Available data section start
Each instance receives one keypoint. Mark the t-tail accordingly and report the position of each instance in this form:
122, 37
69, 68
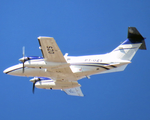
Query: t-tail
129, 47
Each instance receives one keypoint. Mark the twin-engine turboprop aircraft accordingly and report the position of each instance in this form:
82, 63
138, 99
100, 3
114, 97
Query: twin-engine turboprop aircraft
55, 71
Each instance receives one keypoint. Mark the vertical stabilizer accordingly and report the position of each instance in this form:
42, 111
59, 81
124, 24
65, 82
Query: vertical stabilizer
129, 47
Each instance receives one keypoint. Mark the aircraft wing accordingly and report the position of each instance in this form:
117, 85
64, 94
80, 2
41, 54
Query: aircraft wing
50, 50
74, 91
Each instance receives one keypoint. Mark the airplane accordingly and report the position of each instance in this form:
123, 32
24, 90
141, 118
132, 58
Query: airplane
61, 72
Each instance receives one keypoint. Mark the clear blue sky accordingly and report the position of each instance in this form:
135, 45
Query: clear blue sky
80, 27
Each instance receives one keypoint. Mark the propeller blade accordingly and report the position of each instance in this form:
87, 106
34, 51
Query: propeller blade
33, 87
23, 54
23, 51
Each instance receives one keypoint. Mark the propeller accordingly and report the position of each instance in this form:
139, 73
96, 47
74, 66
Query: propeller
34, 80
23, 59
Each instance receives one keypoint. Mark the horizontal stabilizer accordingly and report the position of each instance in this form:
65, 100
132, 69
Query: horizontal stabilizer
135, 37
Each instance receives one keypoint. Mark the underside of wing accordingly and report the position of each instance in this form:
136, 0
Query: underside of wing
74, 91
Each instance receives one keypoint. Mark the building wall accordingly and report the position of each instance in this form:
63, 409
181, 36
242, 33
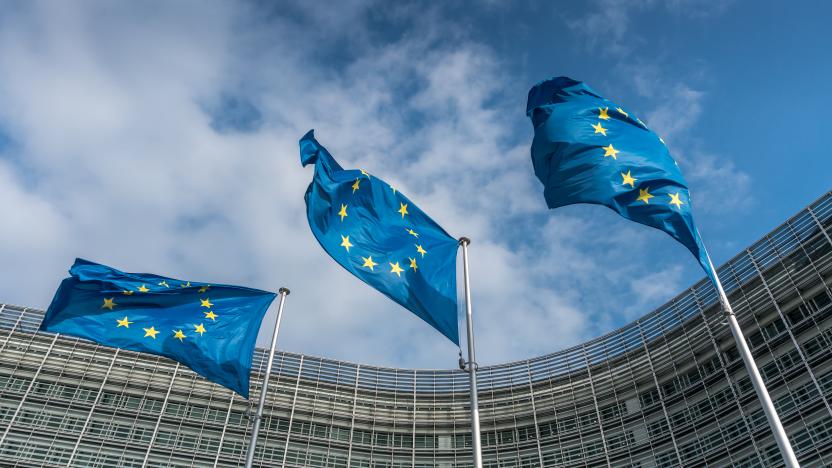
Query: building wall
Available data section end
Available data section start
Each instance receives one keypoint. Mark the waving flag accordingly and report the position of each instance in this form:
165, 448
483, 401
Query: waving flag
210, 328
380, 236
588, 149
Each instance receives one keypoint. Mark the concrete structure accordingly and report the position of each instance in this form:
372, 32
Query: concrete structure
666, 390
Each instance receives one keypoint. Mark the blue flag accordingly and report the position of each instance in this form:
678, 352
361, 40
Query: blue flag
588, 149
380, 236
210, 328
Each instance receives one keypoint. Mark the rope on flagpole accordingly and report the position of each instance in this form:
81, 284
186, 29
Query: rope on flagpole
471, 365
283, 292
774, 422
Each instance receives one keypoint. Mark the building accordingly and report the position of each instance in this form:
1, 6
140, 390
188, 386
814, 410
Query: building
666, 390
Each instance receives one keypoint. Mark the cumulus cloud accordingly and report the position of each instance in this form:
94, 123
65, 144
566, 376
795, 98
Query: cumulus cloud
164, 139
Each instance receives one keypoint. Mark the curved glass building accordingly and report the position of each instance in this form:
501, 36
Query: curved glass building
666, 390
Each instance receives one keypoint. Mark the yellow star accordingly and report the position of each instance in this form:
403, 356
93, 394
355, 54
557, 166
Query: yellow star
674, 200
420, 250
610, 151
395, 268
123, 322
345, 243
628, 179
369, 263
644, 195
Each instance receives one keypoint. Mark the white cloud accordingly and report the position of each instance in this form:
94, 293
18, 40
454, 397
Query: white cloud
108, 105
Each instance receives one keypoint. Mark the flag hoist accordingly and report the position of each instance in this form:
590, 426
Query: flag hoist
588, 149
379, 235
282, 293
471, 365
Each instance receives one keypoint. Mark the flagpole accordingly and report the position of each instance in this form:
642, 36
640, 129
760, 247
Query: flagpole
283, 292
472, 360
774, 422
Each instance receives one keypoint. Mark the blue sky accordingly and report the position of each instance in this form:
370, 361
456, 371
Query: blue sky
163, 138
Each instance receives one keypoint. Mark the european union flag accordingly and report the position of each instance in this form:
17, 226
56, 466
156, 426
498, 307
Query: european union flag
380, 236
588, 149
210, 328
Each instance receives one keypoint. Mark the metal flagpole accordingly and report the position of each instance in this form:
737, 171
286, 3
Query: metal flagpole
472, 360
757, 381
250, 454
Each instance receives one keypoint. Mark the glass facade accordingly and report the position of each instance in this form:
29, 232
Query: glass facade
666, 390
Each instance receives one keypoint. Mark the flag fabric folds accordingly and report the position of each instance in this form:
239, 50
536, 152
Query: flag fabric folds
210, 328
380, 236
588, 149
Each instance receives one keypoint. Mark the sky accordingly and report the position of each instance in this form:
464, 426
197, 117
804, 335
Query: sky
Available data section end
Task statement => Show the lines of the entries that include the string "wall", copying each in full.

Answer to the exercise =>
Each instance receives one keypoint. Mark the building wall accordingly and report the position of each instance in this form:
Query: building wall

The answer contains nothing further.